Skip to main content
Report this ad

See also:

Animal cruelty foes have new training tool

This cat was shot with an arrow in Maryland in 2013.
This cat was shot with an arrow in Maryland in 2013.
Anne Arundel County Animal Control

The University of Florida and the ASPCA have teamed up to launch an educational initiative to enhance animal cruelty investigations across the United States.

Their new graduate program in veterinary forensic sciences, billed as the first of its kind in the nation, is designed to help investigators make greater use of scientific knowledge and methods to solve crimes against cats, dogs and other animals.

The program will provide “unparalleled access to the latest developments in this burgeoning field, including new technologies and improved methods of analysis and investigation,” said Jason Byrd, associate director of the university’s William R. Maples Center for Forensic Medicine.

Randall Lockwood, the ASPCA’s senior vice president of forensic sciences and anti-cruelty projects, said, “We’re seeing a stronger emphasis placed on forensics when it comes to the investigation and prosecution of animal cruelty cases, so these skills are becoming increasingly important for veterinarians, law enforcement personnel and other professionals.”

What this exercise asks:
[1] In the article about the veterinary forensics program, which two organizations launched the initiative?
[2] Continue the article about the new veterinary forensic sciences program, starting after its final sentence.

Data supplied:

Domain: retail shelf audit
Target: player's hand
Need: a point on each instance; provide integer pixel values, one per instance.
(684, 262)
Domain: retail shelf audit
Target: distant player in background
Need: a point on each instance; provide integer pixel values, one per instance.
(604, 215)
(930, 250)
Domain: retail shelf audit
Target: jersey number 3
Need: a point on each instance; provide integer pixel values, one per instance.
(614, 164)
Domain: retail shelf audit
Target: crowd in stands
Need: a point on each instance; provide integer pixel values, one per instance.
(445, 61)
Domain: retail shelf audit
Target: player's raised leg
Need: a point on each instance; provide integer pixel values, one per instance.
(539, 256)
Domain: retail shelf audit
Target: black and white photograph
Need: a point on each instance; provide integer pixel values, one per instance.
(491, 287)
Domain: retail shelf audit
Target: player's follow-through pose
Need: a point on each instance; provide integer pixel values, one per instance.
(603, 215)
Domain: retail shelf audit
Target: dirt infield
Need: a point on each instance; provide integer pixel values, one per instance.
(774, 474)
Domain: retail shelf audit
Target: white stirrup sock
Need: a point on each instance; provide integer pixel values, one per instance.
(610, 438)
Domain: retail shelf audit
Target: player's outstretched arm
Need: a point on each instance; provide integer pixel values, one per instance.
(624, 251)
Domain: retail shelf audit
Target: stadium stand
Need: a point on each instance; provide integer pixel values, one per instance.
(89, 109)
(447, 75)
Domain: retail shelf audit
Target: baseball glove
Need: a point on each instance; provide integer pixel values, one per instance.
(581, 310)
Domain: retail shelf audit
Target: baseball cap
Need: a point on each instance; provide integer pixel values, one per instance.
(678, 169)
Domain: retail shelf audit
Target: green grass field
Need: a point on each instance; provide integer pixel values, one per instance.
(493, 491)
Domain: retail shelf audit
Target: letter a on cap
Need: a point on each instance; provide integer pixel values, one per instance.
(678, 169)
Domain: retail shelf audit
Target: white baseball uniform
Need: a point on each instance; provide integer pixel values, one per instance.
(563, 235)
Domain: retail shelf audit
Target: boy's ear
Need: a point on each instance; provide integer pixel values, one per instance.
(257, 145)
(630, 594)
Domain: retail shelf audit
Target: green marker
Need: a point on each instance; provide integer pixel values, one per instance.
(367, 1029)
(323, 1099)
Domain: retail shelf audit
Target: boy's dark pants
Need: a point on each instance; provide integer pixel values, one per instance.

Answer set:
[1] The University of Florida and the ASPCA.

[2]
The two-year program, which began in May, will give students the opportunity to earn a master’s degree in veterinary forensics from the university’s College of Veterinary Medicine in Gainesville, Fla. Courses include “Animal Crime Scene Processing,” “Animal Law” and “Seminar in Veterinary Pathology.”

The program’s debut comes two years after the university began offering an online graduate certificate in veterinary forensics. The university also offers an online graduate certificate in shelter medicine.

The New York-based ASPCA -- or American Society for the Prevention of Cruelty to Animals -- has long aided animal cruelty cases across the country.